• SOURCE PASSAGE
---
A freelance journalist uncovers the inhumane conditions plaguing the Tyson Foods meatpacking plants in Arkansas.
In 2020, during the height of the pandemic, Driver, author of More or Less Dead, returned to her home state of Arkansas and began interviewing poultry workers at Tyson plants across the state. Although she risked infection, she felt the investigation couldn’t wait. “Confronting a powerful company worth billions was daunting.…However, as meatpacking workers began to die of COVID,” she writes, “I continued to interview their families, hoping that people were ready to listen.” The author reveals disturbing stories of workers whose lungs were destroyed by a chemical accident that Tyson failed to acknowledge; whose repetitive motion led not only to carpal tunnel syndrome, but to unconsciously continuing to imitate these motions in their sleep; and who worked for a pittance as an alternative to incarceration. “In addition to employing undocumented workers,” writes Driver, “Tyson also exploits vulnerable prison populations.” Throughout these experiences, the workers encountered unsympathetic administrators holding up oppressive systems, including managers who waited outside restroom doors to ensure that workers took inhumanely quick breaks, nurses and doctors who denied workers proper care, and politicians who ignored these practices in order to line their own pockets—most notably, Bill Clinton. “As the governor of Arkansas,” writes the author, “Clinton oversaw lax regulations on the meatpacking industry, leading to the contamination of drinking water and hundreds of miles of rivers and streams.” This devastatingly frank, brutally detailed peek into the meatpacking industry brilliantly exposes a damaging system that must be reformed. While the ending of the book, which briefly comments on lab-grown meat, feels disconnected from the rest of the story, overall, this is a vital work of journalism.
---
• SUPPLIED DATA
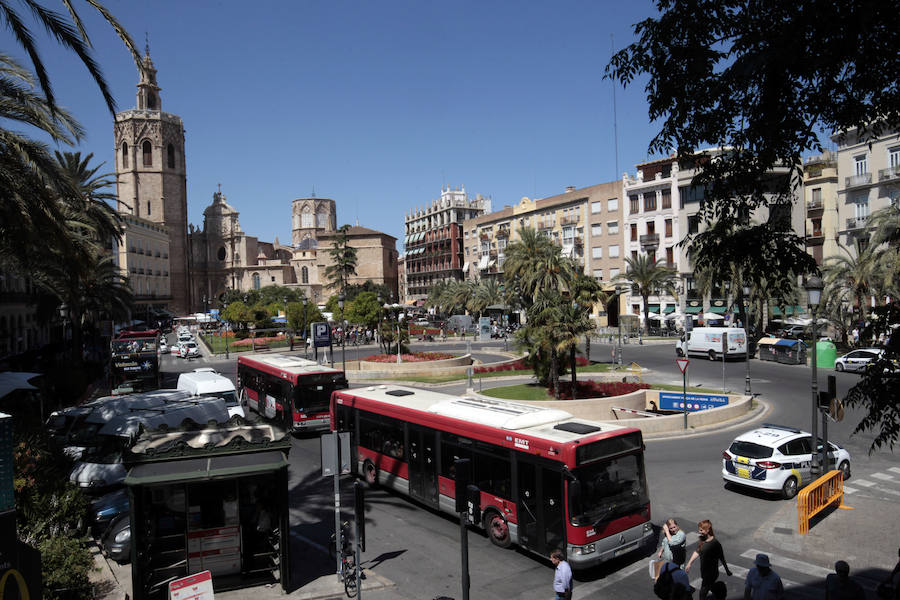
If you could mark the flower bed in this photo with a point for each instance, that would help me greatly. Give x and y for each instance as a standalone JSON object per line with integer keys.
{"x": 417, "y": 357}
{"x": 597, "y": 389}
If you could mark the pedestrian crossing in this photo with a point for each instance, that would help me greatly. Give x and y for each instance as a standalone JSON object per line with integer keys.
{"x": 801, "y": 580}
{"x": 883, "y": 484}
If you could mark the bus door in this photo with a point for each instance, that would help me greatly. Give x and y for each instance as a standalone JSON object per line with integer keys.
{"x": 540, "y": 508}
{"x": 422, "y": 457}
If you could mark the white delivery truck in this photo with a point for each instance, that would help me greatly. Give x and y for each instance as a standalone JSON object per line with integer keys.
{"x": 708, "y": 341}
{"x": 208, "y": 383}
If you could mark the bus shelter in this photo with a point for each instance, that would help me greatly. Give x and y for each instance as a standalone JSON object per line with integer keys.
---
• TASK OBJECTIVE
Answer these questions using the book review:
1. In what year did Driver go back to Arkansas to interview poultry workers?
2. Which politician does the review single out as the most notable one who ignored these practices?
3. What subject does the ending of the book briefly comment on?
This data has nothing to do with the book review above.

• OUTPUT OF THE TASK
1. 2020
2. Bill Clinton
3. Lab-grown meat